§ Verilen görev 1
Listenin ilk satırından başlayıp "[298,92,377,222]" bulunan satırla biten kısmı, iki ucu da dahil, aynen çıkar. Resimleri cevaba koyma.

********

Hasankeyf sizin değil!
Ruhat Mengi
"Durun, yapmayın, dokunmayın ona" diye bağırmak geliyor insanın
içinden... Ve istiyorsunuz ki bu feryat toplumun çığlığı olarak dalga
dalga yükselsin, Batman'a ulaşsın ve bugün temel atmak için Hasankeyf
te toplanmış olan elleri durdursun.
"Sizin değil; size, bize yalnızca bu kuşağa ait değil Hasankeyf, bir
dünya mirası o... Bizden sonraki kuşaklara ve tüm insanlığa ait, onun
için her yıl binlerce turist geliyor dünyanın her köşesinden...
Hakkınız yok onu yok etmeye" diye çınlasın feryat...

********

§ Verilen görev 2
Hasankeyf yazısına göre şu soruları cevapla:
(a) Hasankeyf'te toplanan eller orada ne yapmak için toplanmış?
(b) Feryadın dalga dalga yükselip hangi şehre ulaşması isteniyor?
(c) Dünyanın her köşesinden her yıl kimler geliyor?

(Kaydedilen veriler)

********

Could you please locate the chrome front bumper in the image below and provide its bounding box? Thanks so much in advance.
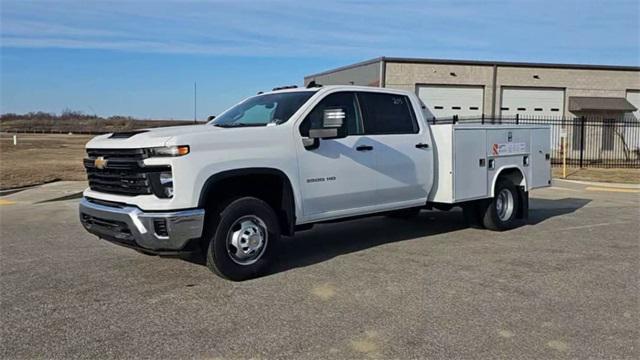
[80,198,204,252]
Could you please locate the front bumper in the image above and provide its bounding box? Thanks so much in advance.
[80,198,204,253]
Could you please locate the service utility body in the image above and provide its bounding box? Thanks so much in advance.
[80,86,551,280]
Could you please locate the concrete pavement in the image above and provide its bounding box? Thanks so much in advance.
[0,183,640,359]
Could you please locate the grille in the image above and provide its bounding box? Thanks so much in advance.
[82,214,133,243]
[84,149,170,196]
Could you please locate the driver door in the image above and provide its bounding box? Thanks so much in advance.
[298,92,377,222]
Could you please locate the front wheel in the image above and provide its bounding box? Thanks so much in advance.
[205,197,280,281]
[482,180,519,231]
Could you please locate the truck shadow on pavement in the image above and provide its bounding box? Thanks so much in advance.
[184,198,590,276]
[267,198,590,275]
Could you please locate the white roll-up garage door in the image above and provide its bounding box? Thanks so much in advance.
[418,85,484,118]
[500,87,564,117]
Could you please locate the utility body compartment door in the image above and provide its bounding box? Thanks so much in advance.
[529,129,551,188]
[453,129,487,202]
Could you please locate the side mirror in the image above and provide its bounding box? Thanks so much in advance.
[309,108,347,139]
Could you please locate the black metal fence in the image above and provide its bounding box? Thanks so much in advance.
[430,114,640,168]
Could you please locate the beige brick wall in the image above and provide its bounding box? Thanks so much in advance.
[385,62,640,116]
[385,63,493,114]
[496,67,640,116]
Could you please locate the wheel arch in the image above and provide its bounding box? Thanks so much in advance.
[198,167,296,235]
[490,165,529,197]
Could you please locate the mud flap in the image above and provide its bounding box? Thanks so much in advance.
[516,186,529,220]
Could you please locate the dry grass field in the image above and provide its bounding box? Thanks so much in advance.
[0,133,640,190]
[0,133,92,190]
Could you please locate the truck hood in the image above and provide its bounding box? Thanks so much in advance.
[86,125,221,149]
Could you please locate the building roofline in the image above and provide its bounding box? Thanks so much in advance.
[305,56,640,79]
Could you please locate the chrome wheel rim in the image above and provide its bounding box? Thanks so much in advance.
[226,215,269,265]
[496,189,514,221]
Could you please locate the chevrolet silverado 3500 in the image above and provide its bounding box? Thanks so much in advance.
[79,86,551,280]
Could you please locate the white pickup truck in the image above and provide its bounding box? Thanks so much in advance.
[80,86,551,280]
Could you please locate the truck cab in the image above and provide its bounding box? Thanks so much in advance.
[80,86,550,280]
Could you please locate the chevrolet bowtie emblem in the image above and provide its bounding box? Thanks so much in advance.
[93,156,108,170]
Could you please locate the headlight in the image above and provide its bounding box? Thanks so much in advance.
[145,145,189,157]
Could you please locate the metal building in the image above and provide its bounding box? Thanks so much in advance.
[304,57,640,120]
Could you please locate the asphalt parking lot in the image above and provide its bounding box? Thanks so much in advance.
[0,182,640,359]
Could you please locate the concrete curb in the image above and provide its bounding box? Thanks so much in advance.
[553,179,640,189]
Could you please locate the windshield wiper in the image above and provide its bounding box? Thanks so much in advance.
[213,123,266,128]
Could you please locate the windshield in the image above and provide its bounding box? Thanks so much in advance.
[210,91,315,127]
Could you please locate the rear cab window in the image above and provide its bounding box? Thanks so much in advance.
[358,92,420,135]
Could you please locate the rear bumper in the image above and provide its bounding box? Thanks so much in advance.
[79,198,204,253]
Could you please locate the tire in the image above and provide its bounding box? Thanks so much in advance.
[482,180,520,231]
[205,197,280,281]
[387,208,421,219]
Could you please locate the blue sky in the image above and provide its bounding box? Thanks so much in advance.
[0,0,640,119]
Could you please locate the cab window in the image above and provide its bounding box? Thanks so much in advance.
[358,92,419,135]
[300,92,362,137]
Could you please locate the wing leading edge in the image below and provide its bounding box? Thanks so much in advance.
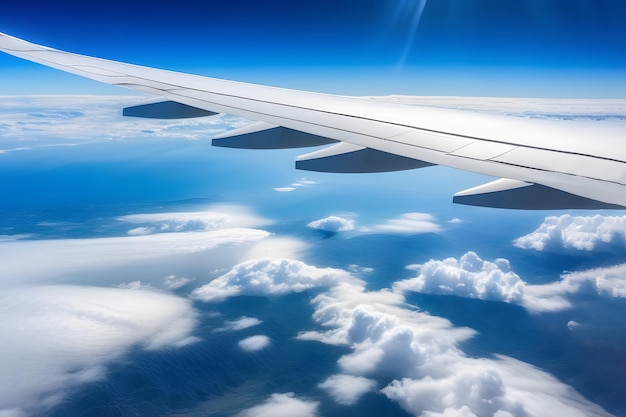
[0,34,626,209]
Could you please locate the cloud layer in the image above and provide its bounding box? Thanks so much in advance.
[393,252,626,313]
[0,285,196,411]
[359,213,441,234]
[394,252,525,303]
[118,205,271,235]
[299,266,608,417]
[513,214,626,251]
[193,258,353,302]
[237,334,271,352]
[319,374,376,405]
[236,392,319,417]
[307,216,354,233]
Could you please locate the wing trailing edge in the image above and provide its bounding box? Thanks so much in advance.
[453,178,624,210]
[211,122,337,149]
[296,142,433,174]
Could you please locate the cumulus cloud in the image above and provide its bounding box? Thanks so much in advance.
[394,252,525,303]
[214,316,263,332]
[307,216,354,233]
[193,258,353,302]
[237,392,319,417]
[393,252,626,313]
[319,374,376,405]
[513,214,626,251]
[163,275,195,290]
[298,265,608,417]
[359,213,441,234]
[272,178,317,193]
[237,334,271,352]
[118,205,271,235]
[0,285,196,414]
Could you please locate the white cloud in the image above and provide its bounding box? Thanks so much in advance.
[359,213,440,234]
[291,178,317,187]
[393,252,626,313]
[319,374,376,405]
[237,392,319,417]
[307,216,354,233]
[126,227,157,236]
[118,205,271,235]
[370,95,626,119]
[0,285,196,413]
[237,334,271,352]
[513,214,626,251]
[163,275,195,290]
[0,95,248,149]
[214,316,263,332]
[348,264,374,274]
[272,178,317,193]
[193,258,353,302]
[0,228,270,284]
[394,252,525,303]
[298,262,608,417]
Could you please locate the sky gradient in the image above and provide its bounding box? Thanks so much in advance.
[0,0,626,98]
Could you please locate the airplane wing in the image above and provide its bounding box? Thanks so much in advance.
[0,33,626,209]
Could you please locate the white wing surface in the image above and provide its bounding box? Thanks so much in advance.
[0,34,626,209]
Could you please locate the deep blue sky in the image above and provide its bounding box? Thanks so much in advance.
[0,0,626,98]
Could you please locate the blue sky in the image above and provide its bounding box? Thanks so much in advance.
[0,0,626,417]
[0,0,626,98]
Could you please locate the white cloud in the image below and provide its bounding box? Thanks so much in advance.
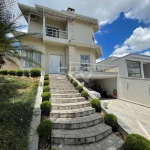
[140,51,150,56]
[113,27,150,56]
[96,57,105,63]
[18,0,150,25]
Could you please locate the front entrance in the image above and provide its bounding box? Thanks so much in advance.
[50,55,62,74]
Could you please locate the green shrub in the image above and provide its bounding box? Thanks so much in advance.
[124,134,150,150]
[16,70,23,77]
[44,76,49,80]
[41,101,52,114]
[37,120,53,138]
[104,114,118,128]
[73,81,78,87]
[30,68,41,77]
[8,70,16,76]
[76,85,83,93]
[90,98,101,112]
[23,70,29,77]
[41,92,51,101]
[43,86,50,92]
[81,90,89,99]
[1,69,8,75]
[44,80,49,86]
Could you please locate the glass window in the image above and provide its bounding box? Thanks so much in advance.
[126,61,141,78]
[25,52,41,68]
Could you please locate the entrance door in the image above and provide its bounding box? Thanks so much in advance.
[50,55,62,74]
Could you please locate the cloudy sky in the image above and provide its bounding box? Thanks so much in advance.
[18,0,150,60]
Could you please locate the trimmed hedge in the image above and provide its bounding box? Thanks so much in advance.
[44,80,49,86]
[37,120,53,138]
[16,70,23,77]
[40,101,52,114]
[41,92,51,101]
[81,90,89,99]
[8,70,16,76]
[104,114,118,129]
[0,69,8,75]
[72,81,78,87]
[76,85,83,93]
[43,86,50,92]
[23,70,29,77]
[90,98,101,112]
[30,68,41,77]
[124,134,150,150]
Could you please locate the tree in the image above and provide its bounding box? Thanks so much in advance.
[0,0,42,68]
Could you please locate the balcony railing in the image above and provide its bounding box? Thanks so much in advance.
[69,62,119,73]
[46,27,68,39]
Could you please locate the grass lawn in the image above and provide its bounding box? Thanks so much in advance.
[0,76,39,150]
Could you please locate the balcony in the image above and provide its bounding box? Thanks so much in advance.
[69,62,119,79]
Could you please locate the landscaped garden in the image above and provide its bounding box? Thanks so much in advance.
[0,72,39,150]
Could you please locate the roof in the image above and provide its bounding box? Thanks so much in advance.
[18,3,99,32]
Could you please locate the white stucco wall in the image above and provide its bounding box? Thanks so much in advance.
[118,77,150,105]
[74,20,93,44]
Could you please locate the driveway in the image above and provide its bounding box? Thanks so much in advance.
[101,99,150,140]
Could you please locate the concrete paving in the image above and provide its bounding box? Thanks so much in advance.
[101,99,150,140]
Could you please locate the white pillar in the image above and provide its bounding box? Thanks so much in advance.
[28,13,31,33]
[43,15,46,36]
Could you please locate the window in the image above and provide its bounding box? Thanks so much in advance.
[46,26,59,38]
[127,61,141,78]
[25,53,41,68]
[80,55,90,70]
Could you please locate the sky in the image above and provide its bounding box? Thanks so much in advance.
[18,0,150,62]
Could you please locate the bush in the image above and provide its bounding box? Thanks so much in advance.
[41,92,51,101]
[16,70,23,77]
[41,101,52,114]
[81,90,89,99]
[8,70,16,76]
[73,81,78,87]
[23,70,29,77]
[37,120,53,138]
[30,68,41,77]
[44,76,49,80]
[104,114,118,129]
[124,134,150,150]
[43,86,50,92]
[90,98,101,112]
[76,85,83,93]
[44,80,49,86]
[0,69,8,75]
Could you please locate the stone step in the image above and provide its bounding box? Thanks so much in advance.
[51,97,86,103]
[51,123,112,145]
[50,113,103,130]
[52,101,90,110]
[52,134,124,150]
[50,107,95,118]
[51,93,81,98]
[51,89,79,94]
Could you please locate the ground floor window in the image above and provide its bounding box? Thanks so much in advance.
[25,52,41,68]
[126,61,141,78]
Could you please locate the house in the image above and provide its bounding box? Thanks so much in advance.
[98,54,150,106]
[18,4,105,74]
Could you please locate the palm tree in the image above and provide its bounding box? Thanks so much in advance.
[0,0,42,68]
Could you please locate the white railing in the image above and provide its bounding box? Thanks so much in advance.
[69,62,119,73]
[46,27,68,39]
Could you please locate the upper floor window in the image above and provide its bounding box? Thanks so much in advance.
[46,26,59,38]
[126,61,141,78]
[25,52,41,68]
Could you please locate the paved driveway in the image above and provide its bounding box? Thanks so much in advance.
[102,99,150,140]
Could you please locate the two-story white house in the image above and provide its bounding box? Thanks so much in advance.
[18,4,105,73]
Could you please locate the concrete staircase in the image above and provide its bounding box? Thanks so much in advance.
[50,75,124,150]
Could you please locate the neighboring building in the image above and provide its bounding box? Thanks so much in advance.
[19,4,102,73]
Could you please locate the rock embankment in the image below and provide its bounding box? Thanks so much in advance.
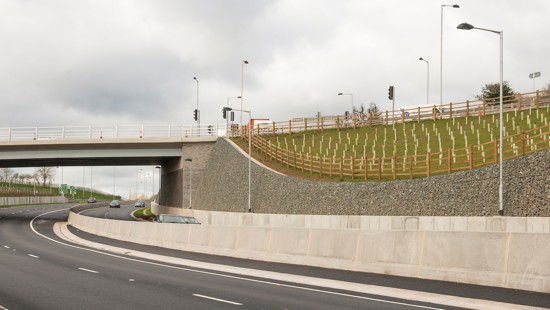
[193,139,550,216]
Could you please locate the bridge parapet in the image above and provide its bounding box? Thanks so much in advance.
[0,124,227,142]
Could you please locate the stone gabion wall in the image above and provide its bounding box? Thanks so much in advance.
[193,139,550,216]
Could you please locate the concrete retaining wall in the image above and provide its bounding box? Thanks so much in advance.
[69,209,550,293]
[192,139,550,217]
[0,196,69,206]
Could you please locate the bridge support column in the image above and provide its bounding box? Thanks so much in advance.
[159,142,214,209]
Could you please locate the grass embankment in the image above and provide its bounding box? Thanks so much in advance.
[0,182,120,201]
[234,107,550,181]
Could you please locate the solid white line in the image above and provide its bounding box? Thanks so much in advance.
[78,268,99,273]
[193,294,243,306]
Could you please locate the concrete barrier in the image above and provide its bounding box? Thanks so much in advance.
[69,206,550,293]
[0,196,69,206]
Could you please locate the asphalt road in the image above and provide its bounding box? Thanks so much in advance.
[0,205,550,310]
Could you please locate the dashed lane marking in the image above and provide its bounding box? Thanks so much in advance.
[78,268,99,273]
[193,294,243,306]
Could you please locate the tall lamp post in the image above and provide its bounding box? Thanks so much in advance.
[456,23,504,215]
[439,4,460,110]
[185,158,193,209]
[418,57,430,105]
[338,93,353,113]
[153,166,162,204]
[239,60,248,125]
[223,107,252,213]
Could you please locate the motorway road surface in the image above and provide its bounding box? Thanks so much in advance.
[0,205,550,310]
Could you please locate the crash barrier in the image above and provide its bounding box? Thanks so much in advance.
[69,206,550,293]
[0,196,69,206]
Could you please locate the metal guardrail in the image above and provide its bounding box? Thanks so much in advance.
[0,124,227,141]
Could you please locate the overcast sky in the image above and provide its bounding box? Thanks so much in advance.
[0,0,550,196]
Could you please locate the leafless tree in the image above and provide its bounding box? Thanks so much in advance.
[34,167,56,186]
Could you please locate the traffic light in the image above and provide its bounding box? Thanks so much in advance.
[222,107,233,120]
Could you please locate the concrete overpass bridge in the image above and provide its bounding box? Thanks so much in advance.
[0,124,226,208]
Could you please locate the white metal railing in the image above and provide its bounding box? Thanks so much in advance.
[0,124,227,141]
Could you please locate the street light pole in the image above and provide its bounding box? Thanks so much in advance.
[193,76,201,128]
[456,23,504,215]
[418,57,430,105]
[223,107,252,213]
[185,158,193,209]
[239,60,248,125]
[439,4,460,111]
[338,93,353,113]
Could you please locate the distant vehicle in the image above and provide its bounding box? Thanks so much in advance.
[154,214,200,225]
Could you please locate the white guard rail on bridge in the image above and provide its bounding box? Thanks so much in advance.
[0,124,227,141]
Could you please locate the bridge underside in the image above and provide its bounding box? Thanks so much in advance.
[0,137,216,208]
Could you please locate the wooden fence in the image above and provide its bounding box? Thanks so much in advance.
[233,91,550,180]
[239,91,550,136]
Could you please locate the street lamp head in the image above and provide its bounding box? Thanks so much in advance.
[456,23,474,30]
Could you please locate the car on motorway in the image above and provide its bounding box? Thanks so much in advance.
[153,214,200,225]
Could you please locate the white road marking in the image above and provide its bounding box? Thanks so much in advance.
[78,268,99,273]
[193,294,243,306]
[30,208,543,310]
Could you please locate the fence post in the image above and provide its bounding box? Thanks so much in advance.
[378,157,382,180]
[426,152,431,177]
[521,130,533,156]
[391,155,397,180]
[493,138,498,164]
[468,144,474,170]
[350,156,355,180]
[339,157,344,180]
[409,155,413,180]
[365,156,369,181]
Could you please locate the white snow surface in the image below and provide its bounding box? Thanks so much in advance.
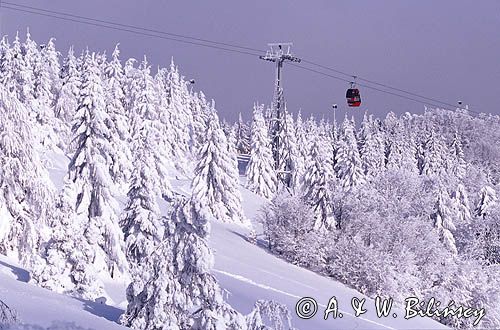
[0,153,446,330]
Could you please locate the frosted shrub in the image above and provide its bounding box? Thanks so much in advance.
[260,193,322,268]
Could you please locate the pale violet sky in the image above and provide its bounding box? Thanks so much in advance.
[0,0,500,120]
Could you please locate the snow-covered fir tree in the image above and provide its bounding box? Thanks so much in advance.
[192,107,248,224]
[387,120,418,174]
[104,45,132,192]
[234,112,251,155]
[433,189,457,255]
[335,117,365,190]
[302,136,336,230]
[453,183,471,222]
[121,195,246,330]
[358,113,385,178]
[446,132,466,179]
[0,86,54,266]
[421,128,447,175]
[22,29,40,106]
[120,122,163,271]
[278,108,302,188]
[59,53,127,288]
[30,189,104,299]
[246,105,277,199]
[292,111,309,190]
[55,47,80,126]
[132,58,171,199]
[476,186,498,218]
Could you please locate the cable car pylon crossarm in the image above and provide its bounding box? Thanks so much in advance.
[259,42,301,175]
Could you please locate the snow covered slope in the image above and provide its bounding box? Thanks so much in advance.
[0,256,126,330]
[0,154,445,330]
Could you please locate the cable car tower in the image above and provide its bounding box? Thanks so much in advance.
[259,42,300,177]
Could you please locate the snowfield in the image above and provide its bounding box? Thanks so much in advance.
[0,153,446,330]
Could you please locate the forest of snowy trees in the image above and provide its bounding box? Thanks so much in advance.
[247,107,500,328]
[0,32,291,330]
[0,33,500,330]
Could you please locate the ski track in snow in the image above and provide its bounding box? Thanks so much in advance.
[212,269,396,330]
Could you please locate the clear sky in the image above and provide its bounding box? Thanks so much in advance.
[0,0,500,120]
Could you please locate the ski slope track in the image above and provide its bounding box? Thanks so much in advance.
[0,153,446,330]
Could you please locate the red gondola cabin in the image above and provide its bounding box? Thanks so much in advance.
[345,88,361,107]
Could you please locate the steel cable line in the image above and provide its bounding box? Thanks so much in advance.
[1,3,256,56]
[1,1,262,54]
[302,60,468,107]
[0,1,490,115]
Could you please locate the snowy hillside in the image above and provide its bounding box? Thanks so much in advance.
[0,33,500,330]
[0,158,446,329]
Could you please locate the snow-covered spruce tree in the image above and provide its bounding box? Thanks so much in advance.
[11,33,29,104]
[302,136,336,230]
[246,300,294,330]
[30,189,104,299]
[387,119,418,174]
[453,183,471,223]
[55,47,80,127]
[121,195,246,330]
[0,299,19,329]
[130,58,172,200]
[335,116,365,191]
[35,38,61,108]
[476,186,497,218]
[0,86,54,268]
[160,59,193,163]
[0,36,15,93]
[120,116,163,272]
[433,189,457,255]
[190,92,209,154]
[278,107,302,188]
[192,106,249,225]
[104,45,132,190]
[54,47,81,153]
[446,132,466,179]
[292,111,309,191]
[22,29,41,105]
[360,113,385,178]
[234,112,251,155]
[63,53,127,284]
[421,128,447,175]
[246,105,277,199]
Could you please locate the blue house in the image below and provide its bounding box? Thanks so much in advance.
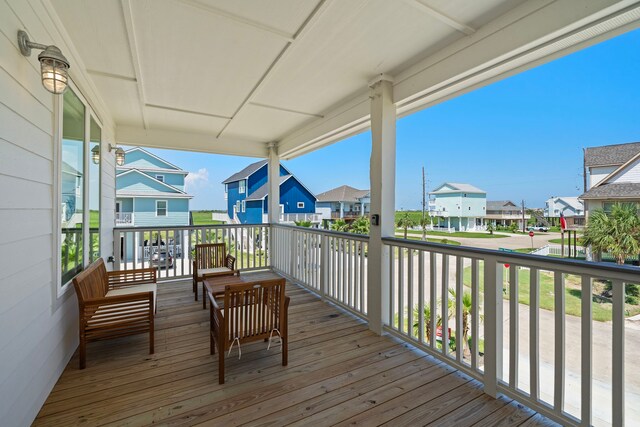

********

§ Tam cevap 1
Could you please locate the chrome front bumper in the image below and provide its bounding box? Thanks so much in advance.
[80,198,204,252]
Could you please locate the front bumper in the image above and provide its bounding box? Thanks so much in advance.
[80,198,204,253]
Could you please locate the service utility body in the image above and provide its bounding box? Thanks so much in advance.
[80,86,551,280]
Could you please locate the concrete pavement in the image above and provide its bounding box? Thanks so much in advance.
[0,183,640,359]
Could you please locate the grille in the image above and provide its bounding box? Thanks so much in advance.
[82,214,133,243]
[84,149,170,196]
Could you please locate the driver door in the image above and provide its bounding box? Thanks so much in advance.
[298,92,377,222]

§ Tam cevap 2
(a) Temel atmak için.
(b) Batman'a.
(c) Binlerce turist.